§ **Goal**: Convert every line of the listing, from the line holding "draw the outline of the stone wall" through the end of the listing inclusive, into a Markdown table with the columns Index and Entry, numbering the rows and leaving out blank lines.

§ **Stored rows**:
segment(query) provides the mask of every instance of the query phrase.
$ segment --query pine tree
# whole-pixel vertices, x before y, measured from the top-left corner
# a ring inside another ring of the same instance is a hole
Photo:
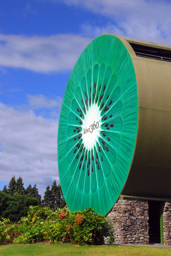
[[[11,195],[13,195],[15,193],[16,188],[16,182],[15,181],[15,177],[14,175],[11,179],[8,186],[9,187],[9,194]]]
[[[26,193],[34,197],[39,202],[39,204],[41,204],[41,195],[39,194],[39,191],[37,187],[37,184],[35,183],[33,187],[31,187],[31,184],[29,184],[26,189]]]
[[[27,188],[26,189],[26,194],[27,195],[33,195],[33,191],[32,189],[32,187],[31,184],[29,184]]]
[[[24,195],[26,194],[26,189],[24,187],[24,183],[23,183],[23,178],[20,176],[17,180],[15,192],[17,192],[20,195]]]
[[[34,184],[34,186],[32,188],[32,191],[33,196],[39,201],[40,204],[41,195],[39,194],[39,191],[37,188],[37,187],[36,183]]]
[[[63,208],[66,204],[62,193],[60,184],[57,185],[56,180],[54,181],[51,189],[48,186],[45,192],[44,204],[55,210],[57,207]]]
[[[8,194],[8,191],[7,189],[6,188],[6,185],[5,185],[3,187],[3,189],[2,190],[3,192],[4,192],[4,193],[6,193],[6,194]]]
[[[44,196],[43,203],[45,206],[50,207],[50,199],[51,197],[51,190],[50,189],[50,186],[48,186],[46,187],[46,190],[45,192],[45,195]]]

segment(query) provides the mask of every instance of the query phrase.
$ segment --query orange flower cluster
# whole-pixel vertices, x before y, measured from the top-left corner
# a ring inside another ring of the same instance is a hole
[[[69,224],[68,225],[66,225],[66,230],[67,231],[69,231],[70,230],[71,230],[73,227],[72,226],[71,226]]]
[[[84,221],[84,218],[85,215],[84,214],[77,214],[75,217],[74,224],[77,225],[80,225]]]
[[[66,214],[64,212],[60,212],[59,214],[59,217],[61,220],[66,219]]]

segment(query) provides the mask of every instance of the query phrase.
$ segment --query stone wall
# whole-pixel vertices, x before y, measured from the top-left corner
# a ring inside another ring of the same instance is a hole
[[[116,244],[149,244],[146,200],[120,198],[107,215],[114,223]]]
[[[171,203],[166,202],[163,214],[164,244],[171,245]]]

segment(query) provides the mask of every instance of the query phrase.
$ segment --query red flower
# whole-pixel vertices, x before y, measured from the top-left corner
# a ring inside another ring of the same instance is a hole
[[[60,212],[60,213],[59,214],[59,217],[61,219],[61,220],[66,219],[67,218],[66,213],[63,212]]]

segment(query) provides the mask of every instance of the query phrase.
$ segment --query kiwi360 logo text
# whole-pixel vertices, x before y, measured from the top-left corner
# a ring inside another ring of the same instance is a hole
[[[99,122],[100,121],[99,121],[99,122],[96,122],[96,121],[94,121],[94,122],[93,123],[93,125],[92,124],[90,125],[89,128],[87,128],[86,127],[86,128],[84,128],[84,134],[88,132],[90,132],[91,133],[92,133],[94,130],[95,129],[97,129],[99,127]]]

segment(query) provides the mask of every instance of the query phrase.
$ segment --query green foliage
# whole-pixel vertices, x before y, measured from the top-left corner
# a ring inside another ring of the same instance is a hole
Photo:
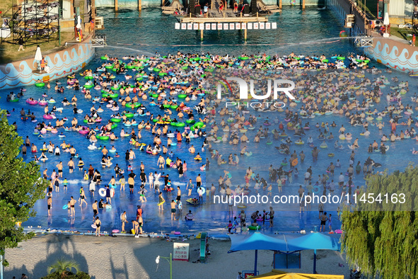
[[[83,271],[79,271],[76,274],[66,271],[64,278],[66,279],[90,279],[91,277],[88,273]],[[62,274],[55,271],[51,274],[48,274],[47,276],[41,278],[41,279],[61,279],[62,278]]]
[[[48,268],[48,273],[51,273],[51,271],[54,271],[54,272],[64,275],[67,271],[71,273],[73,268],[76,270],[76,273],[79,272],[79,264],[74,260],[61,258]]]
[[[376,196],[388,193],[381,203],[357,203],[354,211],[342,213],[342,249],[352,267],[359,266],[369,276],[391,278],[418,278],[418,168],[405,172],[375,176],[368,179],[367,190]],[[405,203],[394,203],[392,194],[405,195]]]
[[[6,248],[32,238],[16,222],[27,221],[36,215],[35,203],[44,197],[47,181],[40,178],[40,167],[26,164],[18,157],[23,140],[9,125],[4,110],[0,111],[0,254]],[[3,263],[7,266],[7,261]]]

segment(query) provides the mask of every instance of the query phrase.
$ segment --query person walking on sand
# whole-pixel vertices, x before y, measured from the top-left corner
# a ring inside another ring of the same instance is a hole
[[[171,220],[175,220],[175,206],[177,205],[177,203],[175,203],[175,202],[174,201],[174,200],[171,200]]]
[[[48,216],[51,216],[51,207],[52,206],[52,197],[48,197]]]
[[[80,202],[80,200],[81,200],[81,202]],[[83,202],[84,202],[86,203],[86,205],[87,205],[87,202],[86,201],[86,193],[84,193],[84,189],[83,189],[83,187],[80,187],[80,198],[79,199],[79,203],[80,203],[80,206],[83,205]]]
[[[97,200],[95,200],[93,205],[91,205],[91,208],[93,208],[93,221],[94,221],[95,217],[98,214],[97,210]]]
[[[71,199],[70,200],[71,217],[76,217],[76,209],[74,208],[74,205],[76,203],[77,203],[77,201],[74,200],[74,197],[71,195]]]
[[[140,217],[142,217],[142,208],[141,208],[141,205],[137,205],[137,221]]]
[[[124,224],[127,223],[128,221],[127,220],[127,212],[124,211],[123,213],[120,215],[120,221],[122,222],[122,232],[126,232],[124,230]]]
[[[95,235],[98,237],[100,236],[100,224],[102,222],[99,220],[98,216],[95,217],[94,224],[95,224]]]
[[[132,229],[134,229],[134,234],[136,236],[138,235],[138,229],[139,229],[139,223],[138,221],[132,220]]]

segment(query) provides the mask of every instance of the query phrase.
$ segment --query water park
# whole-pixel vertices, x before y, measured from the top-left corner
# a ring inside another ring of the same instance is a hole
[[[417,2],[21,2],[1,279],[417,274]]]

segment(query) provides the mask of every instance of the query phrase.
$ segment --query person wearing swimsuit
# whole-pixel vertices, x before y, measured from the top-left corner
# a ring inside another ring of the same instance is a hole
[[[98,216],[95,217],[95,221],[94,222],[94,224],[95,224],[95,235],[98,237],[100,236],[100,224],[102,224],[101,221],[99,220]]]

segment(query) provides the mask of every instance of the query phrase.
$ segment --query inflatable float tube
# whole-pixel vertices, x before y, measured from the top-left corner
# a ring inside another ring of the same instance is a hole
[[[106,196],[106,189],[105,189],[104,188],[100,188],[99,189],[99,195],[100,195],[100,197],[105,198]]]
[[[99,135],[97,135],[97,136],[95,136],[95,137],[98,140],[109,140],[109,136],[99,136]]]
[[[30,105],[37,105],[37,101],[36,101],[36,100],[30,101],[30,100],[28,99],[28,100],[26,100],[26,103]]]
[[[199,200],[197,200],[197,203],[193,203],[192,198],[187,199],[186,203],[190,203],[192,205],[199,205],[200,204],[200,202],[199,201]]]

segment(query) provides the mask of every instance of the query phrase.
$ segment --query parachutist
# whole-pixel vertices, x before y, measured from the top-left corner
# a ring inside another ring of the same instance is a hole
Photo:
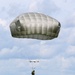
[[[35,75],[35,70],[33,70],[33,71],[31,72],[31,74],[32,74],[32,75]]]

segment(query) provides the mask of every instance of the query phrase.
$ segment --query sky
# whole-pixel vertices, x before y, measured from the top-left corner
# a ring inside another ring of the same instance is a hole
[[[58,38],[13,38],[9,25],[26,12],[57,19],[61,23]],[[0,75],[31,75],[33,66],[36,75],[75,74],[75,0],[0,0]]]

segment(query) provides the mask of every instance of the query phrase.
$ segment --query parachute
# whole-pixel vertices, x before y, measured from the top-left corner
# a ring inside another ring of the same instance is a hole
[[[42,13],[24,13],[11,24],[10,31],[15,38],[51,40],[58,37],[60,22]]]

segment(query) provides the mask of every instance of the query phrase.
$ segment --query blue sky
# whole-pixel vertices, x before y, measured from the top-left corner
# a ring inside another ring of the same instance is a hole
[[[25,12],[40,12],[61,23],[58,38],[48,41],[12,38],[9,25]],[[0,0],[0,75],[75,74],[74,0]]]

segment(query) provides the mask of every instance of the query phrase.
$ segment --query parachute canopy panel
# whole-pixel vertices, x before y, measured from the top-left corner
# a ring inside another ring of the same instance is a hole
[[[60,23],[42,13],[24,13],[10,24],[11,35],[15,38],[51,40],[60,31]]]

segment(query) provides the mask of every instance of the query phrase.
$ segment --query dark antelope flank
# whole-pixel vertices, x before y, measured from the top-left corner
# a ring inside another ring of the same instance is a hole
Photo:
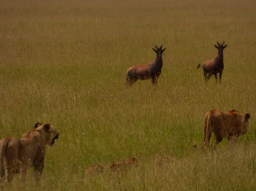
[[[218,46],[214,44],[215,47],[218,49],[218,56],[215,59],[207,60],[203,63],[203,65],[198,64],[197,67],[199,69],[200,66],[202,66],[203,69],[203,75],[204,80],[207,82],[212,74],[215,75],[216,79],[216,83],[218,82],[217,74],[220,73],[220,82],[221,82],[222,72],[224,69],[223,63],[223,49],[228,46],[227,44],[224,45],[225,41],[223,44],[220,44],[219,42],[217,42]]]
[[[135,66],[127,69],[127,85],[132,86],[138,79],[152,79],[152,83],[153,85],[157,84],[158,78],[161,74],[163,66],[162,54],[166,48],[162,49],[163,45],[161,45],[159,48],[155,46],[155,48],[156,49],[152,48],[152,49],[156,53],[156,58],[155,60],[151,61],[146,65]]]

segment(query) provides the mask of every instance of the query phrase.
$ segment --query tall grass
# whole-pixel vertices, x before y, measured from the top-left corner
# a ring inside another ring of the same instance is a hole
[[[56,126],[41,183],[29,176],[4,190],[233,190],[255,185],[256,3],[254,1],[1,1],[0,135],[20,136],[36,122]],[[203,81],[198,63],[225,41],[223,82]],[[158,88],[124,86],[126,69],[155,58]],[[210,109],[252,114],[234,150],[206,156]],[[137,169],[113,175],[129,156]],[[104,164],[98,176],[85,170]]]

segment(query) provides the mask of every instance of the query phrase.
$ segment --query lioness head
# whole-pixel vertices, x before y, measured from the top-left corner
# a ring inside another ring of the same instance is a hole
[[[244,135],[247,132],[247,127],[249,125],[249,119],[250,119],[250,117],[251,117],[251,115],[249,113],[245,114],[245,116],[243,116],[240,136]]]
[[[48,123],[38,124],[40,125],[36,128],[36,131],[41,132],[45,138],[46,144],[53,147],[55,140],[58,138],[59,133],[57,132],[55,127]]]

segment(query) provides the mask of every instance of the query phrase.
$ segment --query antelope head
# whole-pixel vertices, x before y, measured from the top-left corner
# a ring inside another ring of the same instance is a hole
[[[224,45],[225,41],[223,41],[221,44],[217,41],[217,45],[214,44],[215,47],[218,49],[218,55],[220,58],[223,56],[223,49],[228,46],[227,44]]]
[[[161,45],[159,48],[155,45],[155,46],[156,49],[152,48],[152,49],[155,51],[155,52],[156,53],[157,58],[162,58],[162,54],[164,52],[164,51],[165,51],[165,49],[166,48],[164,48],[164,49],[162,49],[163,48],[163,45]]]

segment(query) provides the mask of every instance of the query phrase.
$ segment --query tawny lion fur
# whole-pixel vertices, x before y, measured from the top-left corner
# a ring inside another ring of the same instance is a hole
[[[110,164],[110,170],[112,172],[137,167],[138,162],[136,158],[131,157],[126,162],[115,162]]]
[[[228,112],[209,111],[204,117],[203,147],[209,146],[212,132],[215,135],[215,146],[220,143],[223,137],[228,139],[230,145],[237,143],[238,137],[247,132],[250,117],[249,113],[243,115],[235,109]]]
[[[46,145],[54,145],[58,138],[56,129],[50,124],[35,124],[35,128],[22,138],[7,137],[0,140],[0,181],[11,181],[14,173],[24,177],[34,167],[36,181],[39,181],[44,165]]]

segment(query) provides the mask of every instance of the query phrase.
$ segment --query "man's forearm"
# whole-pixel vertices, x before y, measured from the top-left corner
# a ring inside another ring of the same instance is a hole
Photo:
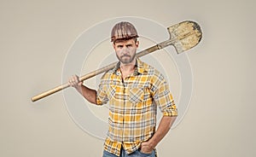
[[[156,145],[163,139],[163,137],[167,134],[169,130],[171,129],[171,126],[172,125],[173,122],[176,119],[175,117],[168,117],[164,116],[161,119],[161,121],[158,126],[157,131],[152,137],[150,140],[148,142],[142,143],[142,148],[144,149],[144,152],[147,152],[148,150],[153,149],[156,147]]]

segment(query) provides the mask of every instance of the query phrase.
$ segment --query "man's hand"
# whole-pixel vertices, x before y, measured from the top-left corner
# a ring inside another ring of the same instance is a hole
[[[144,154],[151,154],[154,148],[154,147],[149,142],[142,142],[140,151]]]

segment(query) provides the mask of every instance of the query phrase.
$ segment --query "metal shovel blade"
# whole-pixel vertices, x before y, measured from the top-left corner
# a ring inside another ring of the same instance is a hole
[[[195,21],[186,20],[167,28],[170,40],[177,54],[195,47],[201,39],[200,26]]]

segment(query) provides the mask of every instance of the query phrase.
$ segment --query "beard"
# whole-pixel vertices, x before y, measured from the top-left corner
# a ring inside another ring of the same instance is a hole
[[[134,53],[132,55],[125,54],[121,56],[119,56],[118,55],[116,55],[116,56],[121,63],[129,64],[134,60],[134,58],[136,56],[136,53]]]

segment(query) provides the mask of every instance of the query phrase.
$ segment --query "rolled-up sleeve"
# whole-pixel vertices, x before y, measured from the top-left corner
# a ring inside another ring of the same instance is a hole
[[[177,116],[177,106],[167,83],[164,79],[160,79],[159,84],[156,84],[154,89],[154,101],[163,115],[170,117]]]

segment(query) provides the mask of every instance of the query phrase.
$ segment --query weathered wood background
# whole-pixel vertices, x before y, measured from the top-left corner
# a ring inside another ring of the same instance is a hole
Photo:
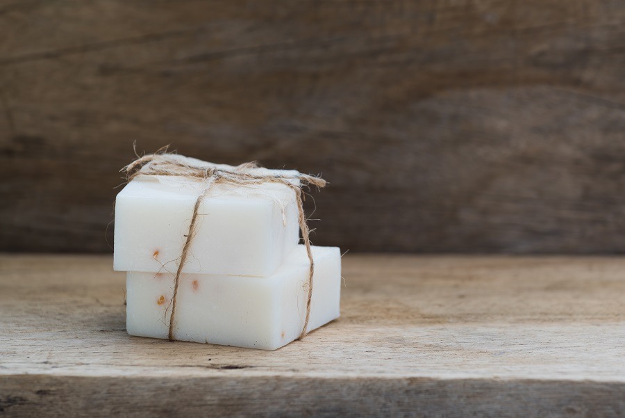
[[[320,245],[622,252],[624,24],[608,0],[0,0],[0,250],[110,251],[136,140],[322,172]]]

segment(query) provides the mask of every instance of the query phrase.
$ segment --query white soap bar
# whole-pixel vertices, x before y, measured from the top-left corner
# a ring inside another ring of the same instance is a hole
[[[115,200],[114,268],[176,272],[204,186],[160,176],[128,183]],[[295,194],[283,184],[214,185],[199,214],[185,273],[269,275],[299,241]]]
[[[339,249],[312,249],[309,331],[338,318],[341,288]],[[263,350],[291,342],[303,326],[308,266],[306,248],[297,246],[268,278],[183,275],[176,297],[176,339]],[[128,334],[167,338],[173,288],[171,274],[128,272]]]

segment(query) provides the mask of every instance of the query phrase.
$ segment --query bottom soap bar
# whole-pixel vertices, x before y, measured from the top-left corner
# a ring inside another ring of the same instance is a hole
[[[336,247],[312,247],[315,276],[308,331],[339,316],[341,256]],[[275,350],[301,332],[308,258],[298,246],[266,278],[185,274],[176,305],[174,337],[249,348]],[[128,272],[126,329],[131,335],[167,338],[174,275]]]

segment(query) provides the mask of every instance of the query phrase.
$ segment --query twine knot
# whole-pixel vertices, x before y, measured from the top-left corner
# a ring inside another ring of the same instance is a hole
[[[138,156],[136,160],[122,169],[126,172],[128,182],[131,182],[139,176],[178,176],[187,178],[195,178],[206,180],[203,190],[195,200],[193,207],[193,215],[189,225],[189,232],[186,234],[185,244],[183,246],[180,262],[174,280],[174,294],[172,296],[172,315],[169,317],[169,339],[176,341],[174,337],[176,296],[180,284],[180,276],[186,262],[191,243],[195,236],[196,226],[199,207],[204,198],[215,184],[226,183],[240,186],[258,185],[263,183],[278,183],[283,184],[292,190],[295,193],[297,203],[298,221],[301,231],[302,239],[306,248],[306,253],[310,262],[308,269],[308,280],[306,283],[306,314],[304,318],[303,327],[298,339],[301,339],[308,334],[306,329],[310,318],[310,302],[312,298],[312,278],[315,274],[315,263],[312,260],[312,252],[310,248],[310,230],[306,223],[303,211],[302,187],[312,184],[321,188],[326,185],[325,180],[319,177],[304,175],[300,172],[295,174],[269,174],[256,161],[244,163],[235,167],[230,166],[213,164],[194,159],[190,159],[176,154],[167,152],[167,147],[161,148],[154,154],[149,154]],[[298,182],[299,181],[299,182]]]

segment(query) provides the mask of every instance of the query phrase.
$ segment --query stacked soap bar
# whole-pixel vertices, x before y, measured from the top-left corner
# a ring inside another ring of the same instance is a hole
[[[117,195],[114,268],[128,272],[131,335],[168,337],[176,272],[205,187],[205,182],[187,177],[139,176]],[[293,191],[276,183],[215,184],[198,215],[176,294],[175,339],[274,350],[297,338],[306,312],[310,262],[305,246],[298,245]],[[307,331],[339,316],[339,249],[312,247],[312,255]]]

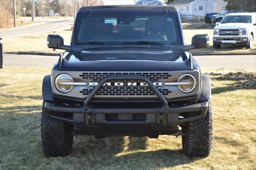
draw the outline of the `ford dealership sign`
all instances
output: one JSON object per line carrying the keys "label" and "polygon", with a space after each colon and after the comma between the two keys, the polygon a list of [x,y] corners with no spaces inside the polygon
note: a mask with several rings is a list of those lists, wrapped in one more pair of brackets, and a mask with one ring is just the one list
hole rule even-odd
{"label": "ford dealership sign", "polygon": [[157,0],[140,0],[137,1],[135,5],[164,5],[162,2]]}

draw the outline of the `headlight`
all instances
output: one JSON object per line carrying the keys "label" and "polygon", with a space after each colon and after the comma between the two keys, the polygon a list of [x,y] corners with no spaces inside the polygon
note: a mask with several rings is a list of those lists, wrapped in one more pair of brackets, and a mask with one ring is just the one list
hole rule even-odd
{"label": "headlight", "polygon": [[218,35],[218,29],[216,29],[214,28],[213,29],[213,35]]}
{"label": "headlight", "polygon": [[73,78],[69,75],[66,74],[60,74],[55,79],[55,87],[60,92],[68,93],[74,86],[66,84],[70,84],[70,82],[73,81]]}
{"label": "headlight", "polygon": [[241,28],[240,29],[242,32],[242,35],[248,34],[248,30],[246,28]]}
{"label": "headlight", "polygon": [[183,93],[190,93],[194,90],[196,86],[196,79],[193,75],[185,74],[181,76],[178,80],[178,82],[190,82],[190,84],[178,85],[178,88]]}

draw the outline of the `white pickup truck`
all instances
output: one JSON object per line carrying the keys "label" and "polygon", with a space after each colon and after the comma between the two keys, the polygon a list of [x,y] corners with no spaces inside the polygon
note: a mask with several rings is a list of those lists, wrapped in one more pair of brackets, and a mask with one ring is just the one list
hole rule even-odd
{"label": "white pickup truck", "polygon": [[221,45],[239,45],[252,49],[256,39],[256,13],[237,13],[226,15],[216,23],[213,31],[213,47]]}

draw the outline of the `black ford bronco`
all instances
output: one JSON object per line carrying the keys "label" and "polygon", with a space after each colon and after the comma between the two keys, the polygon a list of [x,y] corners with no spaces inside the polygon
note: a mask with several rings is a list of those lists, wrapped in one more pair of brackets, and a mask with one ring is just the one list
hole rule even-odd
{"label": "black ford bronco", "polygon": [[66,50],[42,84],[42,142],[46,156],[72,151],[74,135],[96,138],[182,136],[189,156],[207,156],[212,143],[210,77],[185,45],[179,13],[169,6],[83,7],[70,45],[57,35],[49,48]]}

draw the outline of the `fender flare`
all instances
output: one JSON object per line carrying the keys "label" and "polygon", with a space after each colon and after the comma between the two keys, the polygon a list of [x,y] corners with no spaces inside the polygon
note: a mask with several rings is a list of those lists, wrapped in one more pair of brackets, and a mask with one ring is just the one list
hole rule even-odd
{"label": "fender flare", "polygon": [[43,80],[42,86],[43,99],[44,100],[53,101],[53,96],[52,92],[50,74],[44,76]]}
{"label": "fender flare", "polygon": [[206,101],[211,98],[212,95],[212,88],[211,87],[211,79],[210,76],[202,74],[202,90],[201,95],[198,101]]}

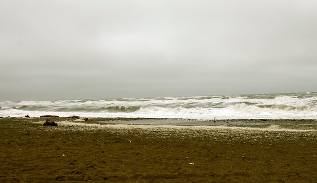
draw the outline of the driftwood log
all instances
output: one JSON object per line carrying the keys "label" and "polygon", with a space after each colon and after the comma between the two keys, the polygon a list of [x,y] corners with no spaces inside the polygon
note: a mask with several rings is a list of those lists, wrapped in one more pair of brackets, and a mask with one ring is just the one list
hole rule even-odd
{"label": "driftwood log", "polygon": [[70,119],[80,119],[80,117],[79,116],[74,115],[73,116],[68,117],[68,118]]}
{"label": "driftwood log", "polygon": [[43,126],[57,126],[57,123],[56,123],[54,121],[53,121],[49,119],[46,119],[46,121],[44,123]]}

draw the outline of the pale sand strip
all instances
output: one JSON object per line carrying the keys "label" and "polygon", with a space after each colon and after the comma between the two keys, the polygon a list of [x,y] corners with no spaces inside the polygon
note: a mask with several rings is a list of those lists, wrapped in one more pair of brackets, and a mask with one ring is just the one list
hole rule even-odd
{"label": "pale sand strip", "polygon": [[174,125],[125,125],[125,124],[114,124],[114,125],[100,125],[97,124],[86,124],[82,123],[76,123],[68,121],[62,121],[59,122],[59,125],[61,126],[74,126],[85,128],[102,129],[102,128],[119,128],[119,129],[160,129],[161,130],[166,129],[179,129],[179,130],[233,130],[236,131],[248,130],[248,131],[291,131],[291,132],[305,132],[312,131],[317,132],[315,129],[289,129],[281,128],[279,125],[271,125],[268,128],[251,128],[251,127],[228,127],[226,125],[218,126],[181,126]]}

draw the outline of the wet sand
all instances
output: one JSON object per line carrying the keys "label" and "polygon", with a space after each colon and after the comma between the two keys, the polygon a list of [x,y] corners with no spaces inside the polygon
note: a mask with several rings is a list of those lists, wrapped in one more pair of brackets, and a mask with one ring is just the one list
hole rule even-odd
{"label": "wet sand", "polygon": [[317,182],[315,120],[246,127],[52,119],[58,127],[0,119],[0,182]]}

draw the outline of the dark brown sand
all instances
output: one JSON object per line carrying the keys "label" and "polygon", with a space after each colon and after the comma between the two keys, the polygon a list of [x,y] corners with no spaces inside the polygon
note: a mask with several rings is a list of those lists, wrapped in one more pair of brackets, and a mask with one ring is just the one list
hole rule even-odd
{"label": "dark brown sand", "polygon": [[316,130],[52,119],[0,119],[0,182],[317,182]]}

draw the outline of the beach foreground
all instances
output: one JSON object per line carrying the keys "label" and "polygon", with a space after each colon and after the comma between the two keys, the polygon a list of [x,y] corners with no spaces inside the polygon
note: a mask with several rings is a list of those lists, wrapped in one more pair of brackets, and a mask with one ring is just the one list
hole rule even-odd
{"label": "beach foreground", "polygon": [[0,119],[0,182],[317,182],[315,128],[45,120]]}

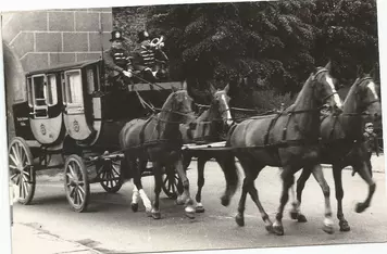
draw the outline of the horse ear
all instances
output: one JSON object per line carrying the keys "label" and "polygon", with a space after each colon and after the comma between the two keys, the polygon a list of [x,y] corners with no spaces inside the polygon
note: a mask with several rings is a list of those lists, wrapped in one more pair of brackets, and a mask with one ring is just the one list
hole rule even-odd
{"label": "horse ear", "polygon": [[172,92],[176,92],[178,89],[175,86],[171,86]]}
{"label": "horse ear", "polygon": [[358,65],[358,73],[357,73],[358,77],[362,77],[363,74],[364,74],[363,67],[361,65]]}
{"label": "horse ear", "polygon": [[216,92],[216,89],[214,88],[214,86],[212,84],[210,85],[210,91],[212,94],[214,94]]}
{"label": "horse ear", "polygon": [[187,80],[183,81],[182,89],[187,91]]}
{"label": "horse ear", "polygon": [[332,68],[332,61],[329,60],[329,62],[325,65],[325,68],[328,69],[328,72],[330,72]]}
{"label": "horse ear", "polygon": [[228,94],[228,91],[229,91],[229,84],[227,84],[227,86],[224,88],[224,91],[226,92],[226,94]]}
{"label": "horse ear", "polygon": [[374,66],[371,72],[370,72],[370,77],[372,77],[372,79],[375,79],[376,77],[376,66]]}

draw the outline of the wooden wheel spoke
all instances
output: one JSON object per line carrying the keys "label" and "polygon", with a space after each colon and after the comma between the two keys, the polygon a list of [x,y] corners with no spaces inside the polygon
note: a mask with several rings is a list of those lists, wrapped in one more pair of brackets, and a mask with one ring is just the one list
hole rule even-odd
{"label": "wooden wheel spoke", "polygon": [[10,158],[13,162],[13,164],[15,164],[17,166],[17,161],[11,153],[10,153]]}
{"label": "wooden wheel spoke", "polygon": [[114,165],[112,166],[112,174],[116,174],[116,176],[120,176],[118,168],[116,168]]}

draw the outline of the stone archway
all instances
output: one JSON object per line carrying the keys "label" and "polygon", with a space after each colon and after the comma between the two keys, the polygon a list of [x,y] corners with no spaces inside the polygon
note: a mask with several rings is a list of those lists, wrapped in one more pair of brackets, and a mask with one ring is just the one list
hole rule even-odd
{"label": "stone archway", "polygon": [[23,66],[16,53],[5,41],[2,41],[2,47],[7,101],[7,130],[8,140],[10,141],[15,136],[12,104],[17,101],[26,100],[24,86],[25,79]]}

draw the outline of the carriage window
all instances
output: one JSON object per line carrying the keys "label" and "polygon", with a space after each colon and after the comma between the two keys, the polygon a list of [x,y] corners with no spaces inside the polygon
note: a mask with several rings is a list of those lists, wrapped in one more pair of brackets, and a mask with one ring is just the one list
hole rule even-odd
{"label": "carriage window", "polygon": [[92,93],[95,91],[95,72],[93,68],[86,69],[87,76],[87,93]]}
{"label": "carriage window", "polygon": [[47,76],[47,104],[55,105],[58,103],[57,76],[50,74]]}
{"label": "carriage window", "polygon": [[80,71],[65,73],[65,100],[72,104],[84,104]]}
{"label": "carriage window", "polygon": [[34,103],[34,94],[33,94],[33,78],[27,78],[27,94],[28,94],[28,105],[33,106]]}
{"label": "carriage window", "polygon": [[34,105],[46,105],[46,82],[45,75],[33,77]]}

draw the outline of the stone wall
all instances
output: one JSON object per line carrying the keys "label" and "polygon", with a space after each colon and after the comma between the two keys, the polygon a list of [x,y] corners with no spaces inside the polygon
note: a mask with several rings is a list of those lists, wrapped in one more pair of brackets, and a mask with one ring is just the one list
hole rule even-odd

§ **Task answer**:
| Index | Entry |
|---|---|
| 1 | draw the outline of the stone wall |
| 2 | all instances |
| 3 | output: one JSON object per line carrying the keys "label" and "polygon", with a space after each colon and after the comma between the two keys, the polygon a list of [x,y] corners with no spaces inside the polygon |
| 4 | note: a mask with several rings is a list of those lists, wrapped in one more pair of brackets, and a mask with one ring is just the one list |
| 5 | hole rule even-odd |